Given data —
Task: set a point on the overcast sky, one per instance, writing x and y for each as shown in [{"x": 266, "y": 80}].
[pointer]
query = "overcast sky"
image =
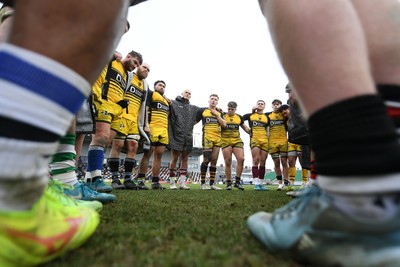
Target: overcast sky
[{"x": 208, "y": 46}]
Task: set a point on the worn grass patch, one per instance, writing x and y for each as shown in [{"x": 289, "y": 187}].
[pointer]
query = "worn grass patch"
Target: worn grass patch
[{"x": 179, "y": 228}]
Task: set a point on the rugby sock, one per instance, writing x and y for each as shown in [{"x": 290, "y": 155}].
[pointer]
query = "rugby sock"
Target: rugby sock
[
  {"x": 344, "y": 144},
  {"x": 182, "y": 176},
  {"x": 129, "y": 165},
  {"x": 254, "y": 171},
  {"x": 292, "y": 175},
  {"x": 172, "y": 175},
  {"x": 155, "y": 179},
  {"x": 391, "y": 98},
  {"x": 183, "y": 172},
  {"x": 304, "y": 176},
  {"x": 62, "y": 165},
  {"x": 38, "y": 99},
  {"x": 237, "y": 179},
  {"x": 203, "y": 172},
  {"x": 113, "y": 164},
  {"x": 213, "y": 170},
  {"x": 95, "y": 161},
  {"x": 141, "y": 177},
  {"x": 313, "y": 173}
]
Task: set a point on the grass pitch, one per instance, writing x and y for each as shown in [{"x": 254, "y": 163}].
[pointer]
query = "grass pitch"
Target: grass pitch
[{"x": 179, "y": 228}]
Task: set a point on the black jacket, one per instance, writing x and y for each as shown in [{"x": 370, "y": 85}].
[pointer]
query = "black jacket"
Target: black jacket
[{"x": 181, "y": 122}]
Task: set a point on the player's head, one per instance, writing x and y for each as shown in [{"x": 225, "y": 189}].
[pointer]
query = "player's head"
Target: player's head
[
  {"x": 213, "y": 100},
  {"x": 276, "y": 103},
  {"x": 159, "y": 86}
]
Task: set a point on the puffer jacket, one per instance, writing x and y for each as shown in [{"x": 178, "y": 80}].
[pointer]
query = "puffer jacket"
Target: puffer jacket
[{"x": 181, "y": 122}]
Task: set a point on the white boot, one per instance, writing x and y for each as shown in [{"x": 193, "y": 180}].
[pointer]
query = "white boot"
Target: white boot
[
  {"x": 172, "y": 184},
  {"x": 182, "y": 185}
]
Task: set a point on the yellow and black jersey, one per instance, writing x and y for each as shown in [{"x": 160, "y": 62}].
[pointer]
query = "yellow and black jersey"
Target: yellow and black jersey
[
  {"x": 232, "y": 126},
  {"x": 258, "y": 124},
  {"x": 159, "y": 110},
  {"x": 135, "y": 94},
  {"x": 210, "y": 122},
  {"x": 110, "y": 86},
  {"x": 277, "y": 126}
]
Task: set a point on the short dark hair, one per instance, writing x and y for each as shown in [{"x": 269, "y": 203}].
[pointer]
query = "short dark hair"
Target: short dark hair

Problem details — Filter the entries and copy out every line with the word "short".

Response area —
Task: set a point on the short dark hair, one per instance, writing x and y for each as shown in [{"x": 269, "y": 203}].
query = "short dark hair"
Target: short dark hair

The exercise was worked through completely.